**Tarea:**
Responde brevemente estas preguntas sobre el texto acerca de los siervos y los talentos:
(a) ¿Con qué exclamación recompensa el Maestro a los dos primeros siervos?
(b) ¿A quién ordena el amo dar el talento que le quitan al tercer siervo?
(c) ¿Por cuánto habría bastado que el tercer siervo multiplicara su talento?

**Texto citado:**

--

El Maestro recompensa a los dos primeros siervos por igual: “¡Bien hecho, buen siervo y fiel! En lo poco has sido fiel; en lo mucho te pondré a cargo. Ven y comparte la felicidad de tu señor” (Mateo 25:21, 23) Aunque uno tenía diez y el otro solo cuatro, obtuvieron exactamente la misma recompensa.

Pero, ¿qué le dice el amo al tercer sirviente? Es una condenación muy fuerte: “¡Siervo malo y negligente!… ¡Quitenle el talento y denlo al que tiene diez talentos!” (Mateo 25:26) Ahora, ¿qué podemos aprender de esto?

La lección aquí es que Dios no nos compara con los demás, pero sí espera que hagamos buen uso de los recursos que se nos han dado. Este siervo podría haber tenido la misma recompensa que recibieron los demás si simplemente hubiera tomado su único talento y lo hubiera multiplicado. No estaba obligado a multiplicar su uno por diez, solo por dos.

¿Estás fallando en usar lo que Dios te ha dado? ¿Te comparas con los demás y llegas a la conclusión de que son mejores que tú, que tienen más con qué trabajar que tú, que la tienen fácil y que tú la tienes difícil? Si tienes más o menos que otras personas es intrascendente. Se te pedirá que des cuenta de tus propios recursos, de nadie más.

--

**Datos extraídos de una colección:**

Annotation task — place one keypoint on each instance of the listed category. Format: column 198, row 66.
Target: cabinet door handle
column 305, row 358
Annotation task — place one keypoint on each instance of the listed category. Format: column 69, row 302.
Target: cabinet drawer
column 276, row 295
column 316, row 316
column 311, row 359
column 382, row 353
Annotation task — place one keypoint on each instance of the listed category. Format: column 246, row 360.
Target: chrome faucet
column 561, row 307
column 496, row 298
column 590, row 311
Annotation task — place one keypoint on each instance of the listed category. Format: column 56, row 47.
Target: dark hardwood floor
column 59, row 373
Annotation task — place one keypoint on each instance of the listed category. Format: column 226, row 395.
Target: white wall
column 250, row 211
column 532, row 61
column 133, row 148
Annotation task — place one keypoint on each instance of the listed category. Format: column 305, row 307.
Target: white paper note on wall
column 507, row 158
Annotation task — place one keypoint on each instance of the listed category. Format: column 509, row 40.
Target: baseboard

--

**Solución:**
(a) "¡Bien hecho, buen siervo y fiel!"
(b) Al que tiene diez talentos.
(c) Por dos.